─── PROVIDED RECORDS

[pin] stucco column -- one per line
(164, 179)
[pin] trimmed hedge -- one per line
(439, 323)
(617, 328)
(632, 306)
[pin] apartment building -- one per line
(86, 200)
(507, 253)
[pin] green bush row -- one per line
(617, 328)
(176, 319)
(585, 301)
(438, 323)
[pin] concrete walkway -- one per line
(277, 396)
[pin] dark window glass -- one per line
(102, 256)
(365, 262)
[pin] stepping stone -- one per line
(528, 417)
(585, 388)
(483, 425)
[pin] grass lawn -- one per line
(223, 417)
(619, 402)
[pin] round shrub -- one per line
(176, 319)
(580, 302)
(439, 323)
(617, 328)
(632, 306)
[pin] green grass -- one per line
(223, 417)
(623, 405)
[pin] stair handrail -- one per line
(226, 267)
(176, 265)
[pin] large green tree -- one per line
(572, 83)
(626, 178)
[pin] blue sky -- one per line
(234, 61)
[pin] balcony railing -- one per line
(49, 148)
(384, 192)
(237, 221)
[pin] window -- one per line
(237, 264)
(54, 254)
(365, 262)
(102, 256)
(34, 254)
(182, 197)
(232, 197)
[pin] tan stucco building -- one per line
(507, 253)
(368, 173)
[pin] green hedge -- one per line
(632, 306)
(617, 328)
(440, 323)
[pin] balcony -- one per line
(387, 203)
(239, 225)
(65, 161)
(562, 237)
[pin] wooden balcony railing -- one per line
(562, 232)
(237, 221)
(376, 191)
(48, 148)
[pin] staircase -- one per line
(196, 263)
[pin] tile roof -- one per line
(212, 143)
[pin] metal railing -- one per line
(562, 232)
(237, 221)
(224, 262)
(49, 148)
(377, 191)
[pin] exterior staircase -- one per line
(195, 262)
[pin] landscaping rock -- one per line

──────
─── PROVIDED RECORDS

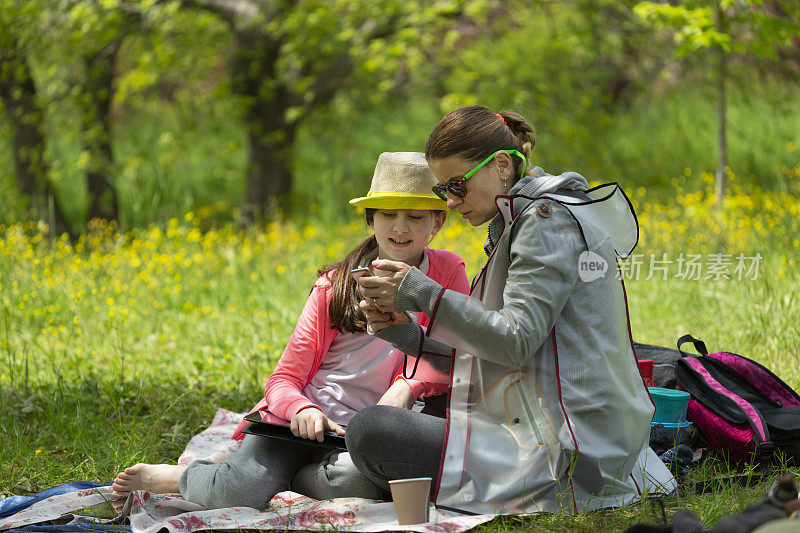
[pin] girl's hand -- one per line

──────
─── PROVIDED RECORDS

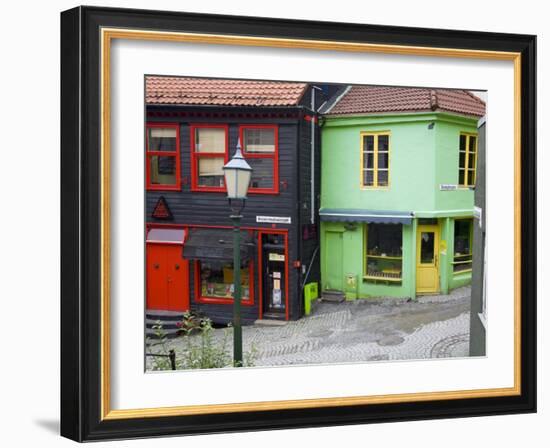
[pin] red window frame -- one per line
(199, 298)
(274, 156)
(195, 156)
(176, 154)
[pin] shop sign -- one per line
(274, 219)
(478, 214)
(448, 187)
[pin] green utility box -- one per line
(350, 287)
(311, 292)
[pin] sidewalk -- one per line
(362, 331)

──────

## EXERCISE DESCRIPTION
Which lines of the records above contain the word "grass"? Copy each of them.

## WRITTEN ANSWER
[pin] grass lawn -- one per line
[pin] green grass -- one per line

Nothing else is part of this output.